Entries drawn from a collection
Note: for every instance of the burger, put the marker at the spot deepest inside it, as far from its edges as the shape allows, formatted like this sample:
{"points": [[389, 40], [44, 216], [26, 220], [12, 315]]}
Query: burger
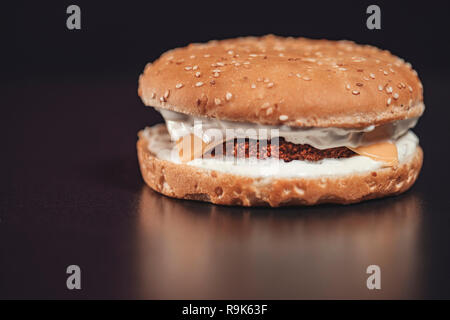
{"points": [[274, 121]]}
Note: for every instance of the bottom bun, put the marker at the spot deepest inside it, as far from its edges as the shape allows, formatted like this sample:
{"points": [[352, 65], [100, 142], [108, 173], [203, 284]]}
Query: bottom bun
{"points": [[184, 181]]}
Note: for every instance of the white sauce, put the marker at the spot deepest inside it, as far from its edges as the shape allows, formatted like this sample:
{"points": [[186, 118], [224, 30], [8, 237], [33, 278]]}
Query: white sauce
{"points": [[163, 147], [211, 129]]}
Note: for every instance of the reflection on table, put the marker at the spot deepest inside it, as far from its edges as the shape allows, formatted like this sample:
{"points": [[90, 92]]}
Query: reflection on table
{"points": [[193, 250]]}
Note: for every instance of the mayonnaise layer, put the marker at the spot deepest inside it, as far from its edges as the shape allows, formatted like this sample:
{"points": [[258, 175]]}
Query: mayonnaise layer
{"points": [[162, 146], [209, 129]]}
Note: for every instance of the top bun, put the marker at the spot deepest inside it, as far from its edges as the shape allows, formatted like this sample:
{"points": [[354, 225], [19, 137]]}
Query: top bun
{"points": [[292, 81]]}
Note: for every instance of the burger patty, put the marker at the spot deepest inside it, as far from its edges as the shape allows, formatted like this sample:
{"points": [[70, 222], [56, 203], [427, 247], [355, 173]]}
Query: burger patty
{"points": [[285, 150]]}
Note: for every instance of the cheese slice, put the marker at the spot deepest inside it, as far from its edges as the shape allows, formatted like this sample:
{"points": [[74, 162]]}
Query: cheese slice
{"points": [[191, 147], [382, 151]]}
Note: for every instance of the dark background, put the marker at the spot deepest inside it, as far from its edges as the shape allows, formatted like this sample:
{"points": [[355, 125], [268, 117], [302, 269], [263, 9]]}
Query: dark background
{"points": [[71, 191]]}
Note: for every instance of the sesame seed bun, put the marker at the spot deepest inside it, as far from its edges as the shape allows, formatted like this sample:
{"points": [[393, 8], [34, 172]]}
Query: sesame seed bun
{"points": [[184, 181], [291, 81]]}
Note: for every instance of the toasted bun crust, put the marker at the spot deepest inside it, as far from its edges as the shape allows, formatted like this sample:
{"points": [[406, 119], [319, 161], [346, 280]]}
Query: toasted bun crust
{"points": [[187, 182], [292, 81]]}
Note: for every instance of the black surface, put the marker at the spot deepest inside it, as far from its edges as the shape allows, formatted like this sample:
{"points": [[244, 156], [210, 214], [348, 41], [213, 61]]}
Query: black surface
{"points": [[71, 191]]}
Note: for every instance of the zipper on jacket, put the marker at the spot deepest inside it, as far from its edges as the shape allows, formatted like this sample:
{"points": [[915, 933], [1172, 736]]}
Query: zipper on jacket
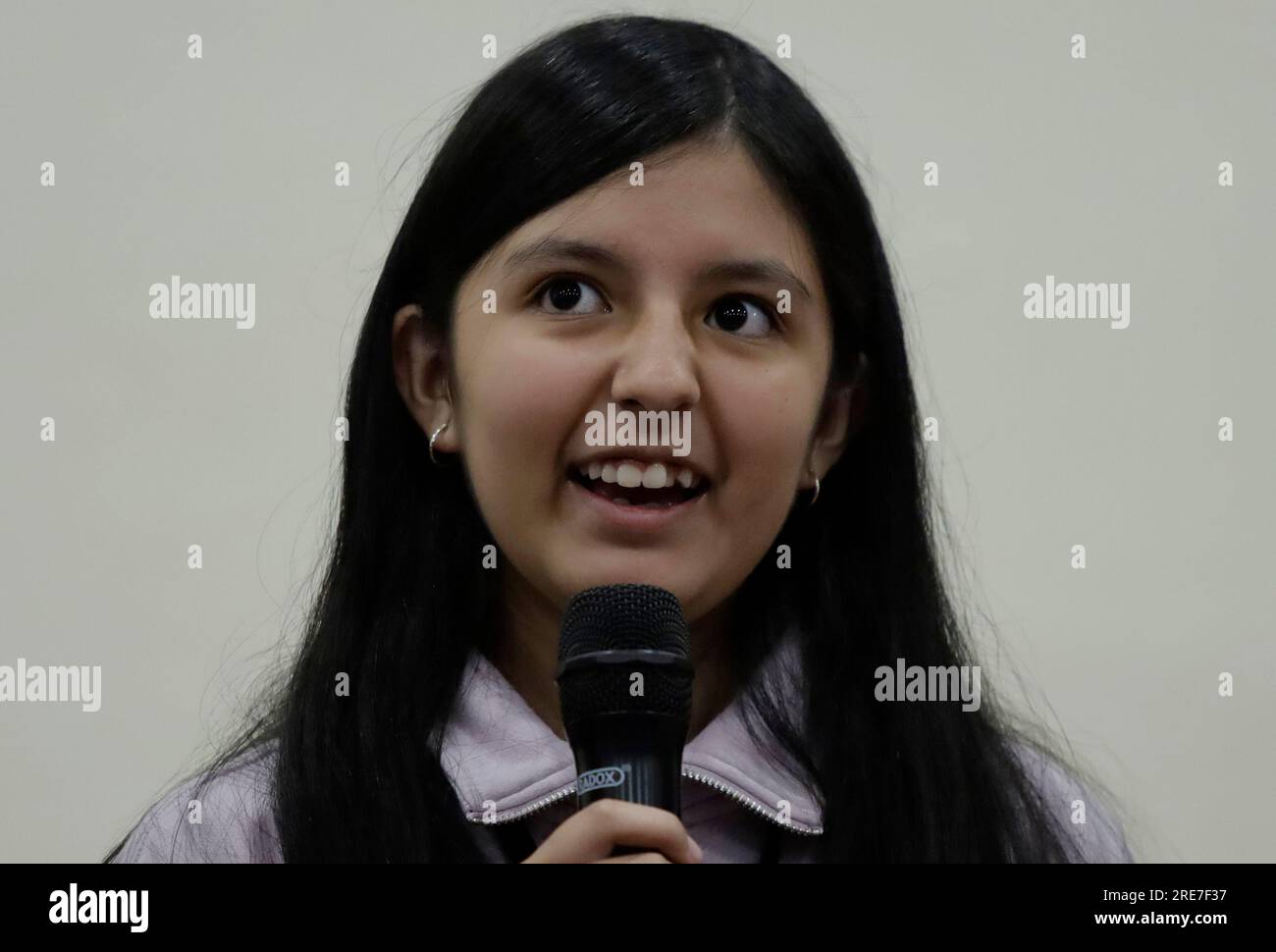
{"points": [[731, 793]]}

■ **Exercise brief**: Quote the material word for word, starting at the line that contains "Note: for every instance of the black" and ending at the end of the material, with both ends included. Leave the pictures out.

■ **Solution for this problem**:
Note: for every instance of the black surface, put the marker at the spot deepest inside it, as far from its edges as the shape allows, formatted like this sample:
{"points": [[244, 156], [210, 214], [348, 41], [213, 61]]}
Query: black surface
{"points": [[71, 191]]}
Note: for every instance of the zipper on jacket, put the marker at the spot deepest inside it, as far from its edges as the shape allows, formatted like this sample:
{"points": [[915, 933], [1172, 736]]}
Query: zipper on jacket
{"points": [[731, 793]]}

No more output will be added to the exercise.